┌─ PAGE TEXT
Note that many problems that involve copying can be converted to problems that create identical mind states by erasing memories. My favorite motivating example is the Absent-Minded Driver problem. The Sleeping Beauty problem is similar to that, but formulated in terms of probabilities instead of decisions, so people get confused.
An even simpler way to emulate copying is by putting multiple people in the same situation. That leads to various “anthropic problems”, which are well covered in Bostrom’s book. My favorite example of these is Psy-Kosh’s problem.
Another idea that’s equivalent to copying is having powerful agents that can predict your actions, like in Newcomb’s problem, Counterfactual Mugging and some more complicated scenarios that we came up with.
Can you explain this equivalence?
When a problem involves a predictor that’s predicting your actions, it can often be transformed into another problem that has an indistinguishable copy of you inside the predictor. In some cases, like Counterfactual Mugging, the copy and the original can even receive different evidence, though they are still unable to tell which is which.
There are more complicated scenarios, where the predictor is doing high-level logical reasoning about you instead of running a simulation of you. In simple cases like Newcomb’s Problem, that distinction doesn’t matter, but there is an important family of problems where it matters. The earliest known example is Gary Drescher’s Agent Simulates Predictor. Other examples are Wei Dai’s problem about bargaining and logical uncertainty and my own problem about logical priors. Right now this is the branch of decision theory that interests me most.
Can you formalize the idea of “copying” and show why expected utility maximization fails once I have “copied” myself? I think I understand why Newcomb’s problem is interesting and significant, but in terms of an AI rewriting its source code… well, my brain is changing all the time and I don’t think I have any problems with expected utility maximization.
We can formalize “copying” by using information sets that include more than one node, as I tried to do in this post. Expected utility maximization fails on such problems because your subjective probability of being at a certain node might depend on the action you’re about to take, as mentioned in this thread.
The Absent-Minded Driver problem is an example of such dependence, because your subjective probability of being at the second intersection depends on your choosing to go straight at the first intersection, and the two intersections are indistinguishable to you.
I don’t know about academic philosophy, but on Less Wrong there is the hope of one day coming up with an algorithm that calculates the “best”, “most rational” way to act.
That’s a bit of a simplification, though. It is hoped that we can separate the question of how to learn (epistemology) and what is right (moral philosophy) from the question of given one’s knowledge and values, what is the “best”, “most rational” way to behave? (decision theory).
The von Neumann–Morgenstern theorem is the paradigmatic result here. It suggests (but does not prove) that given one’s beliefs and values, one “should” act so as to maximize a certain weighted sum. But as the various paradoxes show, this is far from the last word on the matter.
└─
┌─ EXERCISE DATA
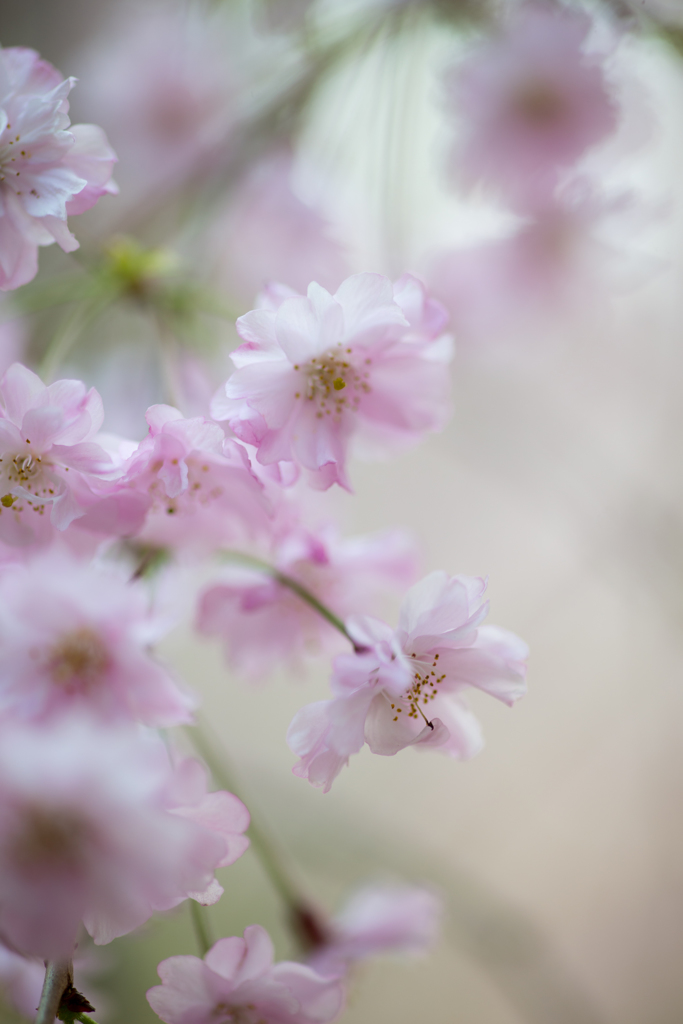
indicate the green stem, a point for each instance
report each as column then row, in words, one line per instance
column 68, row 334
column 261, row 844
column 201, row 927
column 294, row 586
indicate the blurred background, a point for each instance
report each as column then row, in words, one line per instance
column 297, row 141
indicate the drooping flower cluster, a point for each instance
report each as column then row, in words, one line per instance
column 318, row 371
column 404, row 687
column 48, row 168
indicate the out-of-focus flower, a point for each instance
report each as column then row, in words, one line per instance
column 562, row 259
column 77, row 636
column 48, row 459
column 22, row 980
column 316, row 371
column 196, row 485
column 403, row 687
column 531, row 101
column 238, row 981
column 379, row 919
column 165, row 92
column 47, row 168
column 96, row 826
column 263, row 624
column 269, row 233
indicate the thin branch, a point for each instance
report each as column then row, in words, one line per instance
column 58, row 976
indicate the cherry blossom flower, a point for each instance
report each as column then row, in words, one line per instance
column 196, row 486
column 96, row 826
column 48, row 460
column 238, row 981
column 317, row 370
column 77, row 636
column 379, row 919
column 263, row 624
column 165, row 92
column 47, row 169
column 532, row 101
column 403, row 688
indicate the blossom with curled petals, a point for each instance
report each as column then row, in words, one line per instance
column 50, row 467
column 319, row 370
column 96, row 826
column 532, row 101
column 238, row 981
column 403, row 687
column 48, row 168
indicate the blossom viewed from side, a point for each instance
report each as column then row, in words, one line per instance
column 75, row 635
column 48, row 168
column 196, row 486
column 48, row 459
column 531, row 100
column 317, row 370
column 97, row 827
column 403, row 687
column 263, row 624
column 238, row 981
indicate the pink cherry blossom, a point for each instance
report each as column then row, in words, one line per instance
column 403, row 687
column 238, row 981
column 196, row 486
column 263, row 624
column 318, row 370
column 96, row 826
column 48, row 460
column 78, row 636
column 379, row 919
column 532, row 100
column 47, row 169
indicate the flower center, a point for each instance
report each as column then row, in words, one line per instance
column 334, row 383
column 425, row 687
column 79, row 660
column 539, row 102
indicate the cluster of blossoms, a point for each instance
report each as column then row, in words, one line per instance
column 103, row 820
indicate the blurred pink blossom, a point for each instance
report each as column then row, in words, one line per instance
column 195, row 485
column 238, row 981
column 48, row 460
column 75, row 635
column 403, row 687
column 379, row 919
column 263, row 624
column 47, row 168
column 96, row 826
column 531, row 102
column 165, row 92
column 315, row 371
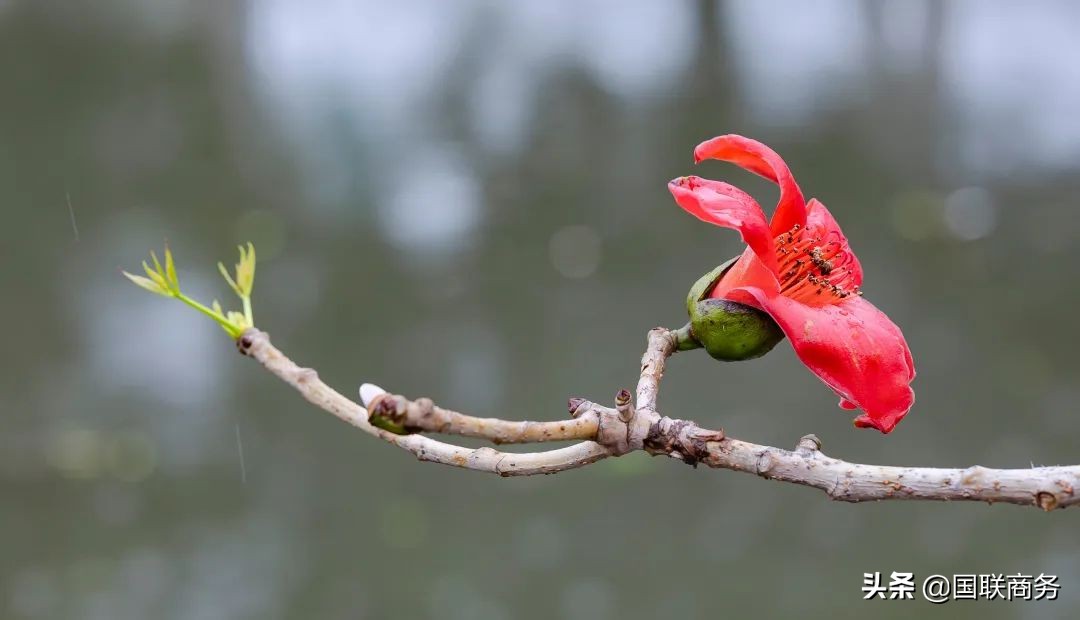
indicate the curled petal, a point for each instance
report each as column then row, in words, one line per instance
column 759, row 159
column 852, row 347
column 729, row 206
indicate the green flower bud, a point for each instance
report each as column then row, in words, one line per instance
column 728, row 331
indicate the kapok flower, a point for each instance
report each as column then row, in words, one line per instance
column 799, row 270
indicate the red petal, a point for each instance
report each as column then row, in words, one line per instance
column 852, row 347
column 729, row 206
column 820, row 223
column 761, row 160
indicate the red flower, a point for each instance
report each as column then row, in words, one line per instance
column 800, row 270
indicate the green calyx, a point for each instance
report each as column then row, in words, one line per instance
column 728, row 331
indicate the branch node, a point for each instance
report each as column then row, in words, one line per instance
column 577, row 406
column 808, row 444
column 624, row 404
column 1045, row 500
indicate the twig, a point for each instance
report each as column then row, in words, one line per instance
column 422, row 415
column 628, row 428
column 256, row 344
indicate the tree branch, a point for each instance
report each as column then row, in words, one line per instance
column 628, row 428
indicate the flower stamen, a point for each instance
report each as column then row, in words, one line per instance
column 812, row 270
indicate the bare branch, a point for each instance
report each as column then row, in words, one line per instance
column 422, row 415
column 1047, row 487
column 256, row 344
column 628, row 428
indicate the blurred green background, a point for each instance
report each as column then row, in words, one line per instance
column 467, row 200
└─
▶ WHAT IS REQUIRED
In the decision theory discussion, what is named as the earliest known example of problems where a predictor reasons logically about you rather than simulating you? The rows have nothing to do with the decision theory discussion.

▶ TASK OUTPUT
Gary Drescher's Agent Simulates Predictor.